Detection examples
★ ★ ★

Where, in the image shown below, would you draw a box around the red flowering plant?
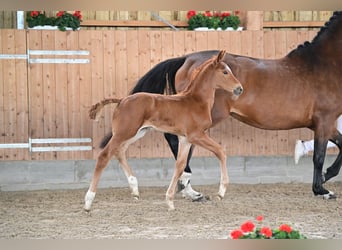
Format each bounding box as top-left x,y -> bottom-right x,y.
187,10 -> 240,30
26,10 -> 82,31
230,215 -> 306,239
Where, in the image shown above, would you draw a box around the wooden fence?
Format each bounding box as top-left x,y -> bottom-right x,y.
0,30 -> 336,160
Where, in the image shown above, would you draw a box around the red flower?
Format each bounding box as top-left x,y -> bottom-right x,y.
204,10 -> 212,17
30,10 -> 39,17
279,224 -> 292,233
241,221 -> 255,233
256,215 -> 264,222
221,12 -> 230,17
56,10 -> 65,17
214,11 -> 221,17
230,229 -> 243,240
72,10 -> 82,20
260,227 -> 272,238
186,10 -> 196,19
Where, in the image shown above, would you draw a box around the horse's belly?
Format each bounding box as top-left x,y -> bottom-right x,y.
230,109 -> 309,130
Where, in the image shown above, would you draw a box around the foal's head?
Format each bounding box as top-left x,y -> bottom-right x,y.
198,50 -> 243,97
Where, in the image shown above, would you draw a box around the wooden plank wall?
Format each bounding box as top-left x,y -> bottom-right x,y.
0,30 -> 332,160
0,10 -> 333,30
0,30 -> 29,160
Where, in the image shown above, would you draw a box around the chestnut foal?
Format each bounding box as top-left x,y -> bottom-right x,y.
84,51 -> 242,211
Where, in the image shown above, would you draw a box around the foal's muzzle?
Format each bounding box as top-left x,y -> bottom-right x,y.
233,86 -> 243,96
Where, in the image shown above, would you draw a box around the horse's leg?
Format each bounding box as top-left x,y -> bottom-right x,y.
164,133 -> 203,201
323,133 -> 342,182
84,142 -> 113,211
166,137 -> 191,210
312,136 -> 335,199
117,127 -> 149,199
189,133 -> 229,199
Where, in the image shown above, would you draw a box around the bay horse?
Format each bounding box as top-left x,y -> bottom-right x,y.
84,51 -> 243,211
117,11 -> 342,200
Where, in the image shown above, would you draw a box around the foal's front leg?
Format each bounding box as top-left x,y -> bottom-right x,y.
323,132 -> 342,182
84,145 -> 112,212
166,136 -> 191,210
312,138 -> 336,199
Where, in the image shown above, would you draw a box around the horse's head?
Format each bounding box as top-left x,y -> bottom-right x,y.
212,50 -> 243,97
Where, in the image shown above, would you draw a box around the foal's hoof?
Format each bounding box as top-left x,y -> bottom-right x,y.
316,191 -> 337,200
216,194 -> 223,201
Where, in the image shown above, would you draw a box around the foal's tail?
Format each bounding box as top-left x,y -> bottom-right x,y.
89,98 -> 121,120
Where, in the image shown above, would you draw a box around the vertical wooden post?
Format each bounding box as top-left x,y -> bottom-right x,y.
243,11 -> 264,30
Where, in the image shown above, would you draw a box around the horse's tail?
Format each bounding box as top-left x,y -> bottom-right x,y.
100,56 -> 186,148
130,56 -> 186,94
89,98 -> 121,120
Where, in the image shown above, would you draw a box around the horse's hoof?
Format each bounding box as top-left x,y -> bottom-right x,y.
191,193 -> 204,201
323,191 -> 336,200
216,194 -> 223,201
316,191 -> 337,200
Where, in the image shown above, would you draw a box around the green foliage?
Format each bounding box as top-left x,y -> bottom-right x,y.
26,10 -> 82,31
187,10 -> 240,30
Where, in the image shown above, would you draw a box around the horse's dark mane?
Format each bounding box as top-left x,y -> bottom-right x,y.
183,56 -> 216,92
288,11 -> 342,60
130,57 -> 186,94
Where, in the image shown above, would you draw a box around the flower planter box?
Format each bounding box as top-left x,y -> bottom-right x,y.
28,25 -> 80,30
194,27 -> 243,31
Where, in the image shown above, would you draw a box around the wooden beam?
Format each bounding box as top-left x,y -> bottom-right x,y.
81,20 -> 188,28
263,21 -> 325,28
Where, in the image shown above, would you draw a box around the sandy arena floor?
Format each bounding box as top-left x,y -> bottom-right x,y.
0,182 -> 342,239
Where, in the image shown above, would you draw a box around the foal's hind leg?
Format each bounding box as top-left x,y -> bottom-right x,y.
166,136 -> 191,210
84,143 -> 113,211
189,133 -> 229,199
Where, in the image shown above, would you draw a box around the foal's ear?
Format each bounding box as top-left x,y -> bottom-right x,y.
216,50 -> 226,63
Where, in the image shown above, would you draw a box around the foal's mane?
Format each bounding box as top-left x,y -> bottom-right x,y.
288,11 -> 342,60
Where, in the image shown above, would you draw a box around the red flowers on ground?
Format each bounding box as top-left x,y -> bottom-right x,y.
256,215 -> 264,222
72,10 -> 82,20
56,10 -> 65,17
230,229 -> 243,240
279,224 -> 292,234
30,10 -> 39,17
260,227 -> 273,238
241,221 -> 255,233
186,10 -> 197,19
230,215 -> 306,240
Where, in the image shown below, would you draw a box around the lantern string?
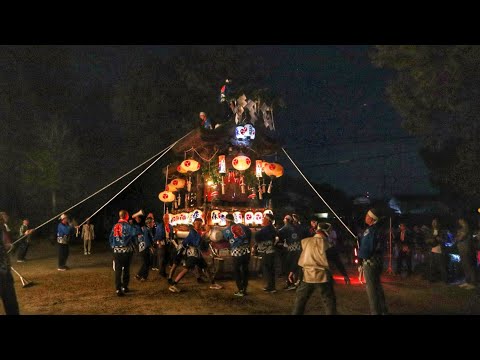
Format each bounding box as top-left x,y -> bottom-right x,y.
282,147 -> 358,244
193,149 -> 218,162
79,139 -> 185,226
8,130 -> 193,253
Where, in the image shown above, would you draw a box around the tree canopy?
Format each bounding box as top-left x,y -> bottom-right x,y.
371,45 -> 480,204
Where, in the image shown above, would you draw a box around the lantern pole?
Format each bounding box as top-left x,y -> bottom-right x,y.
163,164 -> 170,215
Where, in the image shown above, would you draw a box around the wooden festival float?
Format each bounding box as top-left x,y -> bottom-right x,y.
159,89 -> 284,270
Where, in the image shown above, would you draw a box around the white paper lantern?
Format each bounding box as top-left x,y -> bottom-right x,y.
254,211 -> 263,225
245,211 -> 255,225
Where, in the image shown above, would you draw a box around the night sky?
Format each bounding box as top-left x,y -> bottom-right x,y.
255,45 -> 433,197
71,45 -> 434,197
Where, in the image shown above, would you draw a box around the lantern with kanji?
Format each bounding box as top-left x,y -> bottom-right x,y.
265,163 -> 283,194
232,155 -> 252,194
170,178 -> 185,189
210,210 -> 220,225
165,184 -> 178,192
180,159 -> 200,192
245,211 -> 255,225
158,191 -> 175,203
233,211 -> 243,224
254,211 -> 263,225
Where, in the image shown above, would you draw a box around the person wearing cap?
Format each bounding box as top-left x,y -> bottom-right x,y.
82,219 -> 95,255
358,208 -> 388,315
223,214 -> 252,297
199,111 -> 213,130
109,210 -> 141,296
168,218 -> 222,293
57,214 -> 78,271
318,222 -> 350,285
278,215 -> 304,290
0,210 -> 20,315
154,213 -> 176,278
288,228 -> 337,315
135,217 -> 154,281
255,214 -> 277,293
17,219 -> 33,263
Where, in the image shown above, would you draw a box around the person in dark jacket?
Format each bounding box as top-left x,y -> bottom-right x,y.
0,216 -> 20,315
57,214 -> 78,271
109,210 -> 140,296
255,214 -> 277,293
223,214 -> 252,297
358,208 -> 388,315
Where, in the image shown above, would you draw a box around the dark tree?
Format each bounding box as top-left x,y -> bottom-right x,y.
372,45 -> 480,207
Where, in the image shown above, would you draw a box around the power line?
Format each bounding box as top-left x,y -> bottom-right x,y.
304,151 -> 417,168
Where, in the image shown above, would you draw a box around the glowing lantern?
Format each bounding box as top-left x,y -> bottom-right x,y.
180,159 -> 200,192
177,164 -> 188,174
158,191 -> 175,202
210,210 -> 220,225
262,161 -> 270,172
233,211 -> 243,224
170,178 -> 185,189
218,211 -> 228,226
232,155 -> 252,171
265,163 -> 283,177
254,211 -> 263,225
170,215 -> 178,226
244,124 -> 255,140
178,212 -> 189,225
180,159 -> 200,172
235,125 -> 247,140
255,160 -> 263,177
245,211 -> 255,225
191,209 -> 203,223
165,184 -> 178,192
218,155 -> 227,174
265,163 -> 283,194
263,209 -> 273,216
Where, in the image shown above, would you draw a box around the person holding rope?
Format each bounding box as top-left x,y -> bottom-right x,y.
57,214 -> 79,271
358,208 -> 388,315
288,227 -> 337,315
0,212 -> 20,315
109,210 -> 138,296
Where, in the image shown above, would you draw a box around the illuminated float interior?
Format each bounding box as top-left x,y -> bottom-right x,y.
159,87 -> 284,255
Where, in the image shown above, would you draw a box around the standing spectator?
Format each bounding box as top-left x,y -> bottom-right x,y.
0,216 -> 20,315
426,218 -> 448,284
318,222 -> 350,285
255,214 -> 277,293
278,214 -> 302,290
135,217 -> 154,281
223,214 -> 252,296
57,214 -> 78,271
358,208 -> 388,315
17,219 -> 33,262
395,222 -> 414,276
82,219 -> 95,255
154,213 -> 176,278
109,210 -> 139,296
455,218 -> 477,290
288,229 -> 337,315
0,211 -> 12,237
168,218 -> 222,292
199,111 -> 213,130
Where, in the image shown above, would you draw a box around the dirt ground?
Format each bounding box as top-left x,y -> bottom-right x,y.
0,240 -> 480,315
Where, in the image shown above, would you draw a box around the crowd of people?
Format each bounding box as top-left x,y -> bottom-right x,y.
0,208 -> 479,315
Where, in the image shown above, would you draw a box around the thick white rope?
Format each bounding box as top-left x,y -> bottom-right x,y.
78,142 -> 177,226
8,130 -> 193,252
282,147 -> 358,244
78,130 -> 193,226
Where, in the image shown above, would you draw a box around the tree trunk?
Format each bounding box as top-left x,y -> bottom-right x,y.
52,190 -> 57,214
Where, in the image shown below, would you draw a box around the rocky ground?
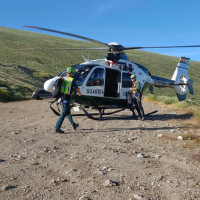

★ ★ ★

Copy out, word for word, the lines above from the one containing "horse's dark mane?" through the one containing "8,130 -> 193,253", including both of those lines. Leave the pictures out of your copy.

Where, in the image shown above, would you draw a box around the horse's dark mane?
Format each bounding box as top-left x,y -> bottom-right x,y.
183,56 -> 216,92
288,11 -> 342,60
130,57 -> 186,94
Where, in the image shown above, would you draw a box around the flower planter box?
Format each bounding box as top-left x,y -> bottom-right x,y.
28,25 -> 80,30
194,27 -> 243,31
Where, in the image shown above, would you draw a box around the wooden beam?
Format each bounding box as top-left x,y -> bottom-right x,y.
81,20 -> 188,28
263,21 -> 325,28
Where, in the image shown above, would you draw a box around the sandy arena floor?
Format each bounding box as top-left x,y -> bottom-right x,y.
0,182 -> 342,239
Where, in the image shown above, would you draw a box around the foal's hind leg?
Format each bounding box as top-left x,y -> bottom-right x,y.
166,136 -> 191,210
84,143 -> 113,211
189,133 -> 229,199
Where, in the image shown above, would you draw a box around the foal's ear?
Format each bounding box as top-left x,y -> bottom-right x,y.
216,50 -> 226,63
Where, in the image shown above, would you draw a box around the foal's mane?
Format each bounding box as top-left x,y -> bottom-right x,y.
288,11 -> 342,60
Where, in the image shown above, would you draw a box around the red flowers on ground?
Format each bounding box as top-left x,y -> bottom-right x,y.
256,215 -> 264,222
72,10 -> 82,20
56,10 -> 65,17
230,229 -> 243,240
279,224 -> 292,234
30,10 -> 39,17
260,227 -> 273,238
241,221 -> 255,233
186,10 -> 197,19
230,215 -> 306,240
Where, in the image shown below, would you draw a box around the lantern string?
Format each bounding box as top-left x,y -> bottom-right x,y.
282,147 -> 358,244
193,149 -> 218,162
79,139 -> 185,226
8,130 -> 193,253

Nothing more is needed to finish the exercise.